#### RECORDS FOR THIS TASK

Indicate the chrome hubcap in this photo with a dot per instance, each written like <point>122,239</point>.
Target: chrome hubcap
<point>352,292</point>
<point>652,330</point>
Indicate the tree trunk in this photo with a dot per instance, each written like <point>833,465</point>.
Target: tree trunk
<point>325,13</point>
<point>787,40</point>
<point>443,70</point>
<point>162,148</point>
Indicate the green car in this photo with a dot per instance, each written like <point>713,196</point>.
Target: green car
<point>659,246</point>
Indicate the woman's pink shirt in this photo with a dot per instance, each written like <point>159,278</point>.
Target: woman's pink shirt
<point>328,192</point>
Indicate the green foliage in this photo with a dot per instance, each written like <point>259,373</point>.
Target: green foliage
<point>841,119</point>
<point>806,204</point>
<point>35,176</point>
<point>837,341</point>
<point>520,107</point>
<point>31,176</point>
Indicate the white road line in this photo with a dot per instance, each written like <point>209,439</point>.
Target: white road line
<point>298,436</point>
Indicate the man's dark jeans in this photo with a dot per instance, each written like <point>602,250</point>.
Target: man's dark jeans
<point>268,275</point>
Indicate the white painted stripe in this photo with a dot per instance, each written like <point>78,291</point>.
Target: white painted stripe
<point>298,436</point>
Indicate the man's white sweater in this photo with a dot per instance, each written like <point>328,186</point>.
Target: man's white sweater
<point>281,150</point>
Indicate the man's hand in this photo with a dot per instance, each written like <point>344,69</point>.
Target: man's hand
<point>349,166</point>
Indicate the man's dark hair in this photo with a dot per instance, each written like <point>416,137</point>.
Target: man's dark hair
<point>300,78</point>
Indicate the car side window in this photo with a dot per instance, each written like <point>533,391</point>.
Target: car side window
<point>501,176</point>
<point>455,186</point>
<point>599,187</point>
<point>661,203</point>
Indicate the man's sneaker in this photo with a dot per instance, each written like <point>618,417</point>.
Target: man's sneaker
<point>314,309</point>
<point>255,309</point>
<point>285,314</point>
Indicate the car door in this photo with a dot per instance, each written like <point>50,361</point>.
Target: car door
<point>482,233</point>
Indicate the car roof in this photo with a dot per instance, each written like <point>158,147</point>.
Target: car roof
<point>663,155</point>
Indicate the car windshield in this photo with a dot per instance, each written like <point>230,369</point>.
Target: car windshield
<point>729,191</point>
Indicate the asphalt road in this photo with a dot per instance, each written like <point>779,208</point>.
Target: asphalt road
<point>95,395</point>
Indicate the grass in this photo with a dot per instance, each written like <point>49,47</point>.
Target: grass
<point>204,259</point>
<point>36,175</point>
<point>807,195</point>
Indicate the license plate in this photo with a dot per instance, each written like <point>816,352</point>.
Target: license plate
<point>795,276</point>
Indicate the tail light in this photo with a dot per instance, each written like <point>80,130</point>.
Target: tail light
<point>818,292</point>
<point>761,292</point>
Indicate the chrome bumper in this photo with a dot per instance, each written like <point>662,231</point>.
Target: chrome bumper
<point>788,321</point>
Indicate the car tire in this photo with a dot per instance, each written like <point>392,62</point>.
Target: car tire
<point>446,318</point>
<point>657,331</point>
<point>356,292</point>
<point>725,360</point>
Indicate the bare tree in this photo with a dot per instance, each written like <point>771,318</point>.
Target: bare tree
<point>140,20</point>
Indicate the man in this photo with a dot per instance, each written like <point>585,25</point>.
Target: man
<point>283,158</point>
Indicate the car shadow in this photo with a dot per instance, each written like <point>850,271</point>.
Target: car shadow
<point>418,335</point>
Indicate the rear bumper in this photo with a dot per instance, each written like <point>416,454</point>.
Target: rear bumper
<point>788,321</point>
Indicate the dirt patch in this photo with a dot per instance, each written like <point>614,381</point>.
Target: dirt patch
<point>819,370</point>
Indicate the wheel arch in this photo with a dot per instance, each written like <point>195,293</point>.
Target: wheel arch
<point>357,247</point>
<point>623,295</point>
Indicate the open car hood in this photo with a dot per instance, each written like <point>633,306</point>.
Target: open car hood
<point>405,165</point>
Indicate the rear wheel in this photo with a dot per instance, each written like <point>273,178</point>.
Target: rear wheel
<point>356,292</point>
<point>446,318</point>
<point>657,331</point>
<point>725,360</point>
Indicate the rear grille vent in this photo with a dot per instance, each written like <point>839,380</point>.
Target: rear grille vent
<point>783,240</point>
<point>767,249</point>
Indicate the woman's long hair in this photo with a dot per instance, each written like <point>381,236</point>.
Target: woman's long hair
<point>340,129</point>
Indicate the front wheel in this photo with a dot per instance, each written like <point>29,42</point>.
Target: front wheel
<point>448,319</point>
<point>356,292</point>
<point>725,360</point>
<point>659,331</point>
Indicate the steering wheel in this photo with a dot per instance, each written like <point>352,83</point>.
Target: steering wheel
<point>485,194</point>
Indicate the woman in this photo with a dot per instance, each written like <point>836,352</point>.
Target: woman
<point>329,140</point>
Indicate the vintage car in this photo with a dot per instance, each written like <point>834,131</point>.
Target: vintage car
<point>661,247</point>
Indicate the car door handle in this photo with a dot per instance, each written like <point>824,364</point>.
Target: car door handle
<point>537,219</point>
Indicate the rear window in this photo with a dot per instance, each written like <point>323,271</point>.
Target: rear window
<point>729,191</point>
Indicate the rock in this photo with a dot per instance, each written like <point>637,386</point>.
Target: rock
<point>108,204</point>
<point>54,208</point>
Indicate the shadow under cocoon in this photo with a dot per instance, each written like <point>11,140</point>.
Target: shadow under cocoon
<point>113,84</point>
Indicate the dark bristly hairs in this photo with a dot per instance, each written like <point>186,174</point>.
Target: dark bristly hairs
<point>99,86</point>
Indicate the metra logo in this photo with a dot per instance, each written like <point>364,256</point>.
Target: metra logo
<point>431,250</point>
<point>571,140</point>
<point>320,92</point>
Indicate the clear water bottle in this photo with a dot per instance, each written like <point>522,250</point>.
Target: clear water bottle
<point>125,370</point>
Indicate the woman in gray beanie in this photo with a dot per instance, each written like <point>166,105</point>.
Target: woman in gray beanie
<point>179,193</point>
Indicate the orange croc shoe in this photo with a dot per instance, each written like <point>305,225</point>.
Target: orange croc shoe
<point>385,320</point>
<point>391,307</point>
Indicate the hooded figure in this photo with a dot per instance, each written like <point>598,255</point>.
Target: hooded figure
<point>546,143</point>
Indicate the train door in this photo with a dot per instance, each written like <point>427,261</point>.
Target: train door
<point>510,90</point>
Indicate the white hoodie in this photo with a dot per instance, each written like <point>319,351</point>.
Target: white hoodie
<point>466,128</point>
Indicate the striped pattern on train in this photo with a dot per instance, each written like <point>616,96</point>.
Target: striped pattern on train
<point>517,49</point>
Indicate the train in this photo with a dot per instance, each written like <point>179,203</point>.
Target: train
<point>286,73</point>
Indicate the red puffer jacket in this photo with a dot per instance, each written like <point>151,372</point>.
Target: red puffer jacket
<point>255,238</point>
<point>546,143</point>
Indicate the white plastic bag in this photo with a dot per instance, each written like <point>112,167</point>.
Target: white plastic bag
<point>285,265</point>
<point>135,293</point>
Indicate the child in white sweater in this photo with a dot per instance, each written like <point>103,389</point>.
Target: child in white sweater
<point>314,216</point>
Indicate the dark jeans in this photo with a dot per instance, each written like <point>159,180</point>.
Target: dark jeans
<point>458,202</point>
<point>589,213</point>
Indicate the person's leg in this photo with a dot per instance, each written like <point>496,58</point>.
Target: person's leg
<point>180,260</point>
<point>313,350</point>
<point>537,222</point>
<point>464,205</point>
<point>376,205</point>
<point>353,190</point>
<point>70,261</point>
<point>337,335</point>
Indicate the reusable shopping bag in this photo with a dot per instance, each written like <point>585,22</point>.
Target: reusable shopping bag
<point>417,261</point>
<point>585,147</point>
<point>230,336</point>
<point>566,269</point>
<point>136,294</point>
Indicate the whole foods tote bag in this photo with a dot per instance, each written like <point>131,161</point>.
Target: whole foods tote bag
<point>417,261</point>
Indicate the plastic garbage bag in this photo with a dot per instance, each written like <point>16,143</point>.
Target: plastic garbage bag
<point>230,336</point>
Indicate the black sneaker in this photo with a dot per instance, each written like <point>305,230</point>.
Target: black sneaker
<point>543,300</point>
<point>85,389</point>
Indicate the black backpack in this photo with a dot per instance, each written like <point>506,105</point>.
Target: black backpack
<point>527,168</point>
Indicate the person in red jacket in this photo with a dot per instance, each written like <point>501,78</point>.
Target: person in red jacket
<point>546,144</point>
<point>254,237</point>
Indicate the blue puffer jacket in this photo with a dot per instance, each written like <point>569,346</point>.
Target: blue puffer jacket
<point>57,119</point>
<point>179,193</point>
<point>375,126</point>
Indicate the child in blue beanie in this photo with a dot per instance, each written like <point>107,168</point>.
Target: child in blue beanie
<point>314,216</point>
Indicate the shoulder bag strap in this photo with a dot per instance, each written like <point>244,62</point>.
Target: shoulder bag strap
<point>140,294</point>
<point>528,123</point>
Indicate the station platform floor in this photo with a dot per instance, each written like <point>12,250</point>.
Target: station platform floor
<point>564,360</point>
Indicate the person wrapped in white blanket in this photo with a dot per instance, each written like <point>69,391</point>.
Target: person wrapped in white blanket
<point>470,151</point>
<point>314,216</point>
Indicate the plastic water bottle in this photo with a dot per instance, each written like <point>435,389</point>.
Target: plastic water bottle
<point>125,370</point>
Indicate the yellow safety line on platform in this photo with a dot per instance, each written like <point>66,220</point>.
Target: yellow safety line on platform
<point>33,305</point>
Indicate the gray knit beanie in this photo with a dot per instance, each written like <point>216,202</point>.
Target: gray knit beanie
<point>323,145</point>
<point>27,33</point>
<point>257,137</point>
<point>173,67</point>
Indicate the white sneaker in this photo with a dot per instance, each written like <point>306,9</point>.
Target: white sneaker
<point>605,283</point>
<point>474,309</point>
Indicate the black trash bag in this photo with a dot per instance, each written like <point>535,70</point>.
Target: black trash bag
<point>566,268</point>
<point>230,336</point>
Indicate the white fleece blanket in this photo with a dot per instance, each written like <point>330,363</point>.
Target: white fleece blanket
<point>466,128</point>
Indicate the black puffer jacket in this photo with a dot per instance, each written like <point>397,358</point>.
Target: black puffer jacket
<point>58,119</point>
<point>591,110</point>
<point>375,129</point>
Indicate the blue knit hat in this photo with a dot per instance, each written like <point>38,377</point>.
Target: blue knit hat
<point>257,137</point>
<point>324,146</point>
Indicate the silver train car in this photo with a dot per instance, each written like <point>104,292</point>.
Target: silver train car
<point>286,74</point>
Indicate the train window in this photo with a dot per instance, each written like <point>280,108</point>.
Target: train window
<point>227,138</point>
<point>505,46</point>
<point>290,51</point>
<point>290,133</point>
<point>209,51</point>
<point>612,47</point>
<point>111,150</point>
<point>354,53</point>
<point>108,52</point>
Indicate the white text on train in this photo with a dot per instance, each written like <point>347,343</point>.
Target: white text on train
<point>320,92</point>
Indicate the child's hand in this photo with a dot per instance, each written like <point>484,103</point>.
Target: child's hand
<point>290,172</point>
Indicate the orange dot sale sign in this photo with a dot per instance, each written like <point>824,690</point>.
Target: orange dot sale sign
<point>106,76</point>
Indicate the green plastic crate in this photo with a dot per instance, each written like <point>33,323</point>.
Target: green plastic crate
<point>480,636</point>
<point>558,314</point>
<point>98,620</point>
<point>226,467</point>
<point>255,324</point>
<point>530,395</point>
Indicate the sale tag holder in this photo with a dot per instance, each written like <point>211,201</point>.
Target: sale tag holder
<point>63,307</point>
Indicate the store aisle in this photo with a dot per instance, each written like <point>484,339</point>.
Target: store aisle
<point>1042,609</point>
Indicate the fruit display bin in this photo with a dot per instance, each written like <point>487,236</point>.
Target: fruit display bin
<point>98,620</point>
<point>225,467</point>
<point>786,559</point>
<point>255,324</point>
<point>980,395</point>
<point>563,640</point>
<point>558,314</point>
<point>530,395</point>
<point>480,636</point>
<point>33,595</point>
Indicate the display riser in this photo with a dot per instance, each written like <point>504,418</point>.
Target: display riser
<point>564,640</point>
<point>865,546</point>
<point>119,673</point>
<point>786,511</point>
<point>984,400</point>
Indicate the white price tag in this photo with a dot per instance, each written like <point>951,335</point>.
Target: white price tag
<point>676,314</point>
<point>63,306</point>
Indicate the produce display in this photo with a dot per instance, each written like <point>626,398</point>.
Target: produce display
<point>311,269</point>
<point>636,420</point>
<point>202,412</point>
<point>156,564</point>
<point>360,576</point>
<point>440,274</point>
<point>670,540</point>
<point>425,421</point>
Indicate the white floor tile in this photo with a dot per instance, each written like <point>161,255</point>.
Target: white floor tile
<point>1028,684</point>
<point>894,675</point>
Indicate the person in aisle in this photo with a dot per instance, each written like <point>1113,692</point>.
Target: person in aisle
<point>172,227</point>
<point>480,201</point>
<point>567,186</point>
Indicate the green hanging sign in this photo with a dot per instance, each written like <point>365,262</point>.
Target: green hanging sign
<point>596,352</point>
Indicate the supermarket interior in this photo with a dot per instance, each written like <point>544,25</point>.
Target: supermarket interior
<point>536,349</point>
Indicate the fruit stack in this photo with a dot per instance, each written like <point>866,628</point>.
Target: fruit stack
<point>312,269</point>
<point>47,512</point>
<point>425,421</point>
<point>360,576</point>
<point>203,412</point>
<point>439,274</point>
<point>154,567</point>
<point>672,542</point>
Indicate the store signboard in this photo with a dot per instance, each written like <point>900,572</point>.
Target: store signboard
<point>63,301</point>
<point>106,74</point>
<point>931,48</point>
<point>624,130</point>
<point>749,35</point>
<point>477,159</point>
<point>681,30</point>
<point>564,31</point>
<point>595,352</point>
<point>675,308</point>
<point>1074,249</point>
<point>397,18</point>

########

__REQUIRED TASK__. Please retype the data from its first line up to and including the line containing "<point>328,192</point>", keeping each line identical.

__FULL ANSWER__.
Indicate the chrome hubcap in this photo with a dot per instance, each written like <point>122,239</point>.
Target: chrome hubcap
<point>352,292</point>
<point>652,330</point>
Indicate the tree trunk in this photo with a dot per instance, each written like <point>833,465</point>.
Target: tree trunk
<point>325,13</point>
<point>787,40</point>
<point>443,70</point>
<point>162,148</point>
Indicate the green car in this photo with a dot per instance, each written like <point>713,196</point>.
Target: green car
<point>659,246</point>
Indicate the woman's pink shirt in this photo with a dot per instance, each written like <point>159,278</point>.
Target: woman's pink shirt
<point>328,192</point>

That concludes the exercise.